**Instructions for the task**
List each line of the records below that contains the string "target".

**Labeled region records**

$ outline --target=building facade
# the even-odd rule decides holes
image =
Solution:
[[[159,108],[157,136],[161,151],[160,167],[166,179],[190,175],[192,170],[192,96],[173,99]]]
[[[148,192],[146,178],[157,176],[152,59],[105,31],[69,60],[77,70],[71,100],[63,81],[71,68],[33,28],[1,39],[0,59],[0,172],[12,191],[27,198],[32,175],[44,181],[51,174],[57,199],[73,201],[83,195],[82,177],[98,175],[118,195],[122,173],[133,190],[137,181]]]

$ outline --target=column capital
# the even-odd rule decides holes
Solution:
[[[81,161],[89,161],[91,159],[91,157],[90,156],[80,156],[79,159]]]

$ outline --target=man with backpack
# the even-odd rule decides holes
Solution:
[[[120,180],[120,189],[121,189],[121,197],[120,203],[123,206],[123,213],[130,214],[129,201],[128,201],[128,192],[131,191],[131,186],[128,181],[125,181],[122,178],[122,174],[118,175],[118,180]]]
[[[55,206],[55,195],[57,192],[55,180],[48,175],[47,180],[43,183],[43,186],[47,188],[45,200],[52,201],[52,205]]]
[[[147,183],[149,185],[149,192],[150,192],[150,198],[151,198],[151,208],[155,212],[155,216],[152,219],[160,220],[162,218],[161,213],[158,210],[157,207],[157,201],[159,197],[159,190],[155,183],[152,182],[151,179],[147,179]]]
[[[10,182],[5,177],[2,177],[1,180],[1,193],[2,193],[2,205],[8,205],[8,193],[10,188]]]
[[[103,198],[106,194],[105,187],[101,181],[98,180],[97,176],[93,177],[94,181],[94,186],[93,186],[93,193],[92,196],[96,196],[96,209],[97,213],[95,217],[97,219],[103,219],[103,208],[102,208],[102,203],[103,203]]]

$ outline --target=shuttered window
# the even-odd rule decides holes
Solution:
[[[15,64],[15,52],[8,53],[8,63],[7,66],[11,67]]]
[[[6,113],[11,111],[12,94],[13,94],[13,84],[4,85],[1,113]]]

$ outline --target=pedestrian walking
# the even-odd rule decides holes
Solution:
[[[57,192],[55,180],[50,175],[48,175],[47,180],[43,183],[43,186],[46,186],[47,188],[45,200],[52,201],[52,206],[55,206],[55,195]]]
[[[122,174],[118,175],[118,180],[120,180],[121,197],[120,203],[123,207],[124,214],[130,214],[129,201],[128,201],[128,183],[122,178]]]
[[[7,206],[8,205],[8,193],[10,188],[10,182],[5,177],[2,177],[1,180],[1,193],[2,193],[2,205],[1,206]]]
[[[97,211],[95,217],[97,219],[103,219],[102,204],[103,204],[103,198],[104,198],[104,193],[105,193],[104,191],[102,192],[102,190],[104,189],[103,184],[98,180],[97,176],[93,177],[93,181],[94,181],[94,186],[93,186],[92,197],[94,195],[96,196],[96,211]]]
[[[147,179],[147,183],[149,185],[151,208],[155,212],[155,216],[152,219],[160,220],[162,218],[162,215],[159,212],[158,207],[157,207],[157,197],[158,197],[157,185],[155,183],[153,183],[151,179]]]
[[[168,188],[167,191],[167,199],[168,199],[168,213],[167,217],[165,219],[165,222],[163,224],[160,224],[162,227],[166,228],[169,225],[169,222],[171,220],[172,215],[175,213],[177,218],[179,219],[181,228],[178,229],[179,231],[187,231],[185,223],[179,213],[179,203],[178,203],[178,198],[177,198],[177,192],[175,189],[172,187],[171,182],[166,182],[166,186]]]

**Result**
$ outline --target=building facade
$ outline --target=column capital
$ outline --target=man with backpack
$ outline --target=shuttered window
$ outline --target=pedestrian walking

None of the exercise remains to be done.